- PROBLEM
Rewrite the listing below, swapping every occurrence of "pixel values" for "pixel coordinates" and leaving everything else as it is.

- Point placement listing
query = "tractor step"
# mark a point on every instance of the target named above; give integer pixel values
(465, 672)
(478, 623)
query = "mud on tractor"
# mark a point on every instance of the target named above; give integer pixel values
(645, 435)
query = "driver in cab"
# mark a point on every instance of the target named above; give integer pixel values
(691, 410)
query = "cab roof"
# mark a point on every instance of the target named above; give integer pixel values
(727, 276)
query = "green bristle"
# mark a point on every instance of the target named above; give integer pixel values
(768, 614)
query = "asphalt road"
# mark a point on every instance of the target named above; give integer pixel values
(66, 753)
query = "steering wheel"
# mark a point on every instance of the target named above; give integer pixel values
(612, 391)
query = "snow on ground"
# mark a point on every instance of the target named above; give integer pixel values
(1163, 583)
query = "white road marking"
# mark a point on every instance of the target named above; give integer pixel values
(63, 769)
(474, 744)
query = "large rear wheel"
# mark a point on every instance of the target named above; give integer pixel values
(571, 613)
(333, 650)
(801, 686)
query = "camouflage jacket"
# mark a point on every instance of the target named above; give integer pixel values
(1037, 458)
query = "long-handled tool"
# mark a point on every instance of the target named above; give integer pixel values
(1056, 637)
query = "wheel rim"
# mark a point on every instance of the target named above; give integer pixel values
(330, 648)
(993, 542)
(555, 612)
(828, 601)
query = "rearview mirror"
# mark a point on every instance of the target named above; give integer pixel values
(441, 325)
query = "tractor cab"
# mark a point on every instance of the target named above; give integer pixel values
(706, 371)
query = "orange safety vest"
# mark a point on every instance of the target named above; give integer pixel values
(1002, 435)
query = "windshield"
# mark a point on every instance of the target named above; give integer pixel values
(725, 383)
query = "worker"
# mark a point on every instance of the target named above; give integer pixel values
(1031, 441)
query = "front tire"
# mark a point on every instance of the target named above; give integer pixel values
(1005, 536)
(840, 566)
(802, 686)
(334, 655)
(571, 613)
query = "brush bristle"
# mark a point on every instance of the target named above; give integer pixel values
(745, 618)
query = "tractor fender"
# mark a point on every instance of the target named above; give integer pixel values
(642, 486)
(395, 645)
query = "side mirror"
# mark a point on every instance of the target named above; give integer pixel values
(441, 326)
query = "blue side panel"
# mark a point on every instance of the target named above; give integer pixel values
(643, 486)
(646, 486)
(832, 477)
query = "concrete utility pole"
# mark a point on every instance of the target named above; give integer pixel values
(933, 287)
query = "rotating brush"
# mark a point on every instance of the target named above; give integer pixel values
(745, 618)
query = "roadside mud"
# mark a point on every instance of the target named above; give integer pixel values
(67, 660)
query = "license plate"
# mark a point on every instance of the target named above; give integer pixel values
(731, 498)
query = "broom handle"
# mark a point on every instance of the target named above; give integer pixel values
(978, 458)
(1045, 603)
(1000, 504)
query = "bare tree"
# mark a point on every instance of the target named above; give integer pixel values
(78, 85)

- EXERCISE SOLUTION
query = "tractor step"
# mark a point on every instance of the target named above; give integer pixel coordinates
(465, 672)
(478, 623)
query = "mud on tractor"
# mark a point on every instance of the target named above; give integer pixel coordinates
(645, 435)
query = "driver in cab"
# mark a point on every instance of the target named above; give integer pixel coordinates
(691, 410)
query = "cab roof"
# mark a point on every instance of the target named above; give integer pixel coordinates
(727, 276)
query = "green bristle"
# mark a point on every instance of the target named above; give integer pixel coordinates
(768, 614)
query = "asphalt road"
# mark a point on every instance of the target named above; give integer pixel coordinates
(66, 753)
query = "steering wheel"
# mark a point on every instance of the target named above; give integer pixel coordinates
(612, 391)
query = "snow on ground"
# mark a point on every instance of the target named above; give integer pixel coordinates
(1163, 583)
query = "white road marking"
# mark a point on every instance of the target named above; give integer pixel coordinates
(63, 769)
(474, 744)
query = "large rear wheel"
# mark a point on every instance of the target named above; give integer pixel coordinates
(571, 613)
(333, 650)
(801, 686)
query = "camouflage jacket"
# mark a point on every instance of the target named above; give integer pixel coordinates
(1037, 458)
query = "long-handled tool"
# mark a point on every instance of the target named above; give integer pixel coordinates
(1056, 637)
query = "wheel rim"
# mark a point on every instance of the target named above; give integer pixel coordinates
(330, 648)
(993, 542)
(555, 612)
(828, 601)
query = "rearview mirror"
# mark a point on every instance of the target named above; give integer pixel coordinates
(441, 325)
query = "tractor cab"
# mark a point on every instance of the target named above; give integer pixel coordinates
(706, 371)
query = "orange safety vest"
# mark a point on every instance of the target named above; give integer pixel coordinates
(1002, 435)
query = "windshield"
# mark a point on every instance of the target named above; give integer pixel coordinates
(725, 383)
query = "worker"
# mark a point on every instance of the target named above; give integer pixel coordinates
(1031, 441)
query = "front tire"
# mark a point on every instance of the target named above; give integer pixel coordinates
(1005, 536)
(840, 566)
(802, 686)
(334, 655)
(571, 613)
query = "brush bristle"
# mark a point on every instance of the target named above; give integer pixel coordinates
(745, 618)
query = "tractor fender"
# mark a point on every instance of the target named above; give integer pixel coordinates
(642, 486)
(395, 645)
query = "side mirror"
# mark a point on every instance of the target named above; give integer pixel coordinates
(441, 326)
query = "blue side panel"
# mark a point on every instance of the target named above; give integer pixel coordinates
(643, 486)
(646, 486)
(832, 477)
query = "concrete utility pole"
# mark a point on every instance of the target named above; give integer pixel coordinates
(933, 287)
query = "rotating brush"
# mark a point on every instance of the target named above; give integer pixel coordinates
(745, 618)
query = "roadside mud"
# mark a point on every instance of the target named above; give integer pixel coordinates
(67, 660)
query = "license plate"
# mark a point on every instance of the target named above; give integer pixel coordinates
(731, 498)
query = "broom handle"
# mark a point on every instance of the target named above; give integer pixel coordinates
(978, 458)
(1045, 603)
(1000, 504)
query = "bare tree"
# mark a point on every instance of the target named above; give integer pixel coordinates
(78, 85)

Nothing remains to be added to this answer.